**WORK ORDER:** All lines from the one with "occurrence of tree" onward, through the last line of the records below, are to be retyped word for word.

########################################

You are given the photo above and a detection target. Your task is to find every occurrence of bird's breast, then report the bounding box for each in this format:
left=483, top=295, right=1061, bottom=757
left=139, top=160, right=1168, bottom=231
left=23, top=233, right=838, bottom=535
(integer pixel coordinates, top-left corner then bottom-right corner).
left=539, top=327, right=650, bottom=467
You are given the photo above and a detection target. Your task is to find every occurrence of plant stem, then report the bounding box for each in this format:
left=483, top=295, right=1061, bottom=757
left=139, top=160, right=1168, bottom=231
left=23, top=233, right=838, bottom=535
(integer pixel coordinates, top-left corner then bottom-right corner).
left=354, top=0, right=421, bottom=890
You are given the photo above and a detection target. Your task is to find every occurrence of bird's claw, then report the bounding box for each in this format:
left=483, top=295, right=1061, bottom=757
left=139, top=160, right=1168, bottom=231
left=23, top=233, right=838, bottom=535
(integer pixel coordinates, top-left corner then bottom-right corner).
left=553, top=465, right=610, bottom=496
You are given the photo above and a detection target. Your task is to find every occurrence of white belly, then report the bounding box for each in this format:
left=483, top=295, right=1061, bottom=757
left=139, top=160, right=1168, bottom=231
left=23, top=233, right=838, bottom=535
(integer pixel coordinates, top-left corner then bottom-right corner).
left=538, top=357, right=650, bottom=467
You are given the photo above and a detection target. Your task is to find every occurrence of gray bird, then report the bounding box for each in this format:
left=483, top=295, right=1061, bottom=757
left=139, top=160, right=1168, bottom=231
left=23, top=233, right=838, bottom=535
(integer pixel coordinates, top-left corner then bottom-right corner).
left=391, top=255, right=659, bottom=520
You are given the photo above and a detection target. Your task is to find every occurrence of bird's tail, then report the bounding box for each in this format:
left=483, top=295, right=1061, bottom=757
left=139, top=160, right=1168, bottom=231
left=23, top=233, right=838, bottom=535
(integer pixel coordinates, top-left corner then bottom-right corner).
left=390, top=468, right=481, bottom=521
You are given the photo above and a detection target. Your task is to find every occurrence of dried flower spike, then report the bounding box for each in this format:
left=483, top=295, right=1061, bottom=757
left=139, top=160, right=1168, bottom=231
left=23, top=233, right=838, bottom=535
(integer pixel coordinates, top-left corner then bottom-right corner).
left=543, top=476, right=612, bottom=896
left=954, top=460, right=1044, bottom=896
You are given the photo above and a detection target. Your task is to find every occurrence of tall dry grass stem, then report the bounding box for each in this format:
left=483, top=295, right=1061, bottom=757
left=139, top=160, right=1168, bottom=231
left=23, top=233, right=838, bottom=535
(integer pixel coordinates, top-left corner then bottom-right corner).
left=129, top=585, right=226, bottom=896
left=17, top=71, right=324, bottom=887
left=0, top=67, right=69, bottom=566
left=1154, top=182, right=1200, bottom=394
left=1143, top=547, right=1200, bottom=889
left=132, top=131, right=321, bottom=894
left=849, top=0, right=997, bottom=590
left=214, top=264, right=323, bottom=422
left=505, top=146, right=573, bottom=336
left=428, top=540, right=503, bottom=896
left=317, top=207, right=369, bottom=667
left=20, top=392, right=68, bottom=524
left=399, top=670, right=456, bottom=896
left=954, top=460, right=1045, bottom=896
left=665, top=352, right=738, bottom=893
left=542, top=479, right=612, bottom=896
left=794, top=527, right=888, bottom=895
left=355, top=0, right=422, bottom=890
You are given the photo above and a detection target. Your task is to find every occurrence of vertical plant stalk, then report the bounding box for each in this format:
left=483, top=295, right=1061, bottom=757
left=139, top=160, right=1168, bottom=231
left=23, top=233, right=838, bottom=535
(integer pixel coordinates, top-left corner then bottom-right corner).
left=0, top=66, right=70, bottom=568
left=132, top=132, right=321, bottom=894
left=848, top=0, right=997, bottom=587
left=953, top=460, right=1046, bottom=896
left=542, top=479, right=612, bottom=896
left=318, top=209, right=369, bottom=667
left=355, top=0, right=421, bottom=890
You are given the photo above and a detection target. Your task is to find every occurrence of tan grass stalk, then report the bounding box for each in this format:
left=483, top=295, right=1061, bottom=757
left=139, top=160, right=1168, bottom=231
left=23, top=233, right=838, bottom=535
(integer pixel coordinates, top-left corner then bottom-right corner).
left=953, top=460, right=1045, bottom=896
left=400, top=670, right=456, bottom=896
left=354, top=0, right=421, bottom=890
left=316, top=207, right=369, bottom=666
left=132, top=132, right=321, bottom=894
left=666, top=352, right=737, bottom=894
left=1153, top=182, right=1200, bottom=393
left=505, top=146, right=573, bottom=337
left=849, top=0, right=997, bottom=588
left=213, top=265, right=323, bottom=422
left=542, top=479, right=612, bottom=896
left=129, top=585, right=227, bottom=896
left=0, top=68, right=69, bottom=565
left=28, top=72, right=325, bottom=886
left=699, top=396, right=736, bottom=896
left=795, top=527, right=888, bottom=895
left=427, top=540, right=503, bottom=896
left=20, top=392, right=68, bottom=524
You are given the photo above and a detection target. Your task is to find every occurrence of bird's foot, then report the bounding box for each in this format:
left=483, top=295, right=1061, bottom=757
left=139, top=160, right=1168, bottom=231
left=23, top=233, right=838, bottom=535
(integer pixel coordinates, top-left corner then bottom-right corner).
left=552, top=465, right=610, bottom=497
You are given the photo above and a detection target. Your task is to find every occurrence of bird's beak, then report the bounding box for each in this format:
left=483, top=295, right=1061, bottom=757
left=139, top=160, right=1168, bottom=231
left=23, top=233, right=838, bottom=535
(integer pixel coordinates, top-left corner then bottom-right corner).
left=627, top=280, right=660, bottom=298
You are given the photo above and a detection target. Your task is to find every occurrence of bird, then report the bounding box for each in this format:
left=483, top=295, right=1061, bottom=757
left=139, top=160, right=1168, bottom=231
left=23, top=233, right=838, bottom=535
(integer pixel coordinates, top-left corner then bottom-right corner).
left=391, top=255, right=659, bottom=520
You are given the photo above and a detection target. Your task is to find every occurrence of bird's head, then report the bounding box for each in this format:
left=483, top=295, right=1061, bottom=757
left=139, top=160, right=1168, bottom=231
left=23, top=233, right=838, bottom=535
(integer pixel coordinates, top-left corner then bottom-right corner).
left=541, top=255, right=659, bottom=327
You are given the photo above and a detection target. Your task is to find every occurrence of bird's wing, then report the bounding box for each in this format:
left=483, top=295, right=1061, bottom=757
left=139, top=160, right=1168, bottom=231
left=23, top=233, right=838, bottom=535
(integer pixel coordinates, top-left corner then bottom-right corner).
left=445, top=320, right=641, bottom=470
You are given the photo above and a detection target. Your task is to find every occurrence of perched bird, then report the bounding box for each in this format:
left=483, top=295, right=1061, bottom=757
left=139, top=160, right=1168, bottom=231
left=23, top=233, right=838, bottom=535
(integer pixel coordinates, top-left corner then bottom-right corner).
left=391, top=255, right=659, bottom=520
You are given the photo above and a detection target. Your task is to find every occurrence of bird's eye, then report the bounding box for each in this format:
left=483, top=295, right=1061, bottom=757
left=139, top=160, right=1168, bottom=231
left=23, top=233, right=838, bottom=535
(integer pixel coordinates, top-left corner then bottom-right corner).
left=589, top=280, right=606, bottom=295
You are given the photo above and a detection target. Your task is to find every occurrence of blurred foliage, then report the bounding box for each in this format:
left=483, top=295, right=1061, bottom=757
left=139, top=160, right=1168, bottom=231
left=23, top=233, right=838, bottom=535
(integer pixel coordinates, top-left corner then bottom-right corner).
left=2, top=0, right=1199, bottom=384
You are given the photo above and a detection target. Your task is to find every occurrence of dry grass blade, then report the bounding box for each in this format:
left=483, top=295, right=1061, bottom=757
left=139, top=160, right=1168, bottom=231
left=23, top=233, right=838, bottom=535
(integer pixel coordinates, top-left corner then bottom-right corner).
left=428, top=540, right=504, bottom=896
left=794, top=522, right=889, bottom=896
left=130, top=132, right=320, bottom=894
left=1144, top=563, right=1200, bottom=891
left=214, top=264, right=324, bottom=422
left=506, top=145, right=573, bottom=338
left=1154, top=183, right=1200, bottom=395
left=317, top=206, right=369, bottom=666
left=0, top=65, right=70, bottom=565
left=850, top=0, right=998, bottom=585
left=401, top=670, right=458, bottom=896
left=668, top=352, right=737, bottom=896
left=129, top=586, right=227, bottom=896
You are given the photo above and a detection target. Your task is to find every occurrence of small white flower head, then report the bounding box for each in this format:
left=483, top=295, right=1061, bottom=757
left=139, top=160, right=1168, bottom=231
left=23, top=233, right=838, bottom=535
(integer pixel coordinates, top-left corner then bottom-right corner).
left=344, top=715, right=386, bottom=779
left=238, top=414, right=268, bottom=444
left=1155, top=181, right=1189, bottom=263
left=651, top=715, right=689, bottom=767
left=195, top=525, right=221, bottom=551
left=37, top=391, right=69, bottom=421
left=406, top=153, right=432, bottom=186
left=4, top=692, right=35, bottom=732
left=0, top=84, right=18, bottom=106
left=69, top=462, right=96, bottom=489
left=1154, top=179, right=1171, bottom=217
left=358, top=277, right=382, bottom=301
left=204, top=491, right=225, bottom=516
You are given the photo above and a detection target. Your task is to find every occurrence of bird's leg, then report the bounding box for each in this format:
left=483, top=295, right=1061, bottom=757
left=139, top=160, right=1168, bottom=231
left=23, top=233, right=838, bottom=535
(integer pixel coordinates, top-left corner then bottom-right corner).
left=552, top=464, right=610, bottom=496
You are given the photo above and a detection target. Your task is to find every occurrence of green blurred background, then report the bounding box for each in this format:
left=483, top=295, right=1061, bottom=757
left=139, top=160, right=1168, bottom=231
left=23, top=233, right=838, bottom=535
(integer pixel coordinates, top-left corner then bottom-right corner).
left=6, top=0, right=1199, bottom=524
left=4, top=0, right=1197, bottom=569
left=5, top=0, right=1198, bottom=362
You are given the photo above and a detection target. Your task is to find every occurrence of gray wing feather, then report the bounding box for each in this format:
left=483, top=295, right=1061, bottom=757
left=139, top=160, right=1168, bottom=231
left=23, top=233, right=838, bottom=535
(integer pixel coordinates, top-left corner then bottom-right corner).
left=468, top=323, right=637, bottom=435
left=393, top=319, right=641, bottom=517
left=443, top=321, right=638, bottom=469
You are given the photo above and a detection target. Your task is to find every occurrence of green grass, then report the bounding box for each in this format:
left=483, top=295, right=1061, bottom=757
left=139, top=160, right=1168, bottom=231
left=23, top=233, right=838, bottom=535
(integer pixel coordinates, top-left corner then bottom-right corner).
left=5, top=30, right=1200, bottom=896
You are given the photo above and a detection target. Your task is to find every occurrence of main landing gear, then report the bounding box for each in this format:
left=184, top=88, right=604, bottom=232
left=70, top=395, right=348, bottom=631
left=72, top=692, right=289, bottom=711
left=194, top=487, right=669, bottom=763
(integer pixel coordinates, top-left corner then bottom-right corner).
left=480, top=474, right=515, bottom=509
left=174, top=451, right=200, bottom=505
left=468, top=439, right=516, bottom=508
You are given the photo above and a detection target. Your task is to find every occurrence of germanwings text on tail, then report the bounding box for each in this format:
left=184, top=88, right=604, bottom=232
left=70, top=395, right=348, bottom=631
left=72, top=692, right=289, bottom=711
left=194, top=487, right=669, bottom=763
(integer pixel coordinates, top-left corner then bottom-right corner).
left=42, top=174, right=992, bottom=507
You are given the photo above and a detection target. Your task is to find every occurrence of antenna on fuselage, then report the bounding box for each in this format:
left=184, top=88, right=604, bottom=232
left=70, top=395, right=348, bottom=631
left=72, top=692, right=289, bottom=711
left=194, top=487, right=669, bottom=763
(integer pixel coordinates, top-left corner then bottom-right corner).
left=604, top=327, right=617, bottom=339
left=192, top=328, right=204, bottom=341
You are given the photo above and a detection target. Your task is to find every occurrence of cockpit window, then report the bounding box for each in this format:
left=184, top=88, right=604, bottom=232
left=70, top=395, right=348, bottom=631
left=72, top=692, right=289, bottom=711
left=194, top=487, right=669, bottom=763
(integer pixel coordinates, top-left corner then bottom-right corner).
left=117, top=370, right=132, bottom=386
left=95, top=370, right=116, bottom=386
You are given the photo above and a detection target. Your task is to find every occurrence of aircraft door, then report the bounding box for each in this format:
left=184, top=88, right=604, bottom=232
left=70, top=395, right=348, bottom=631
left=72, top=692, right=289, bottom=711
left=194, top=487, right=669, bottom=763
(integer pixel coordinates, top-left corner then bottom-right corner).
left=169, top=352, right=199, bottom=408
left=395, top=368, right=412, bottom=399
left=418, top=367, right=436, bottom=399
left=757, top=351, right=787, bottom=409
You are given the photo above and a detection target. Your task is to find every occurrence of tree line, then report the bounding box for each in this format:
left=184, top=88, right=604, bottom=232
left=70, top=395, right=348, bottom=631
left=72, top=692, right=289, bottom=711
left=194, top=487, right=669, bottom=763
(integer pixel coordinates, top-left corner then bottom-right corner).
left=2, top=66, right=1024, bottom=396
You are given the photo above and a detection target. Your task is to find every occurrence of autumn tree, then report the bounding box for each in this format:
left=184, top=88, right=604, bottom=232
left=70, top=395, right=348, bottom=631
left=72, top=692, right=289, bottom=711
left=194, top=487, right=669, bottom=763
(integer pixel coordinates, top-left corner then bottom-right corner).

########################################

**RESPONSE TO THE TASK:**
You are given the photo above and a detection target. Your task is to find every occurrence of tree line, then report the bounding box for each in this format:
left=184, top=88, right=604, bottom=232
left=70, top=395, right=348, bottom=631
left=72, top=692, right=289, bottom=711
left=194, top=487, right=669, bottom=763
(integer pixel coordinates, top-left corner then bottom-right corner).
left=2, top=66, right=1024, bottom=396
You are given the photo above and a detection target. Your task is to find every occurrence of autumn tree, then report the bounding box for each in this format:
left=184, top=88, right=604, bottom=232
left=70, top=395, right=348, bottom=631
left=72, top=692, right=289, bottom=711
left=194, top=487, right=669, bottom=763
(integer pixel coordinates, top-left corner then bottom-right corner).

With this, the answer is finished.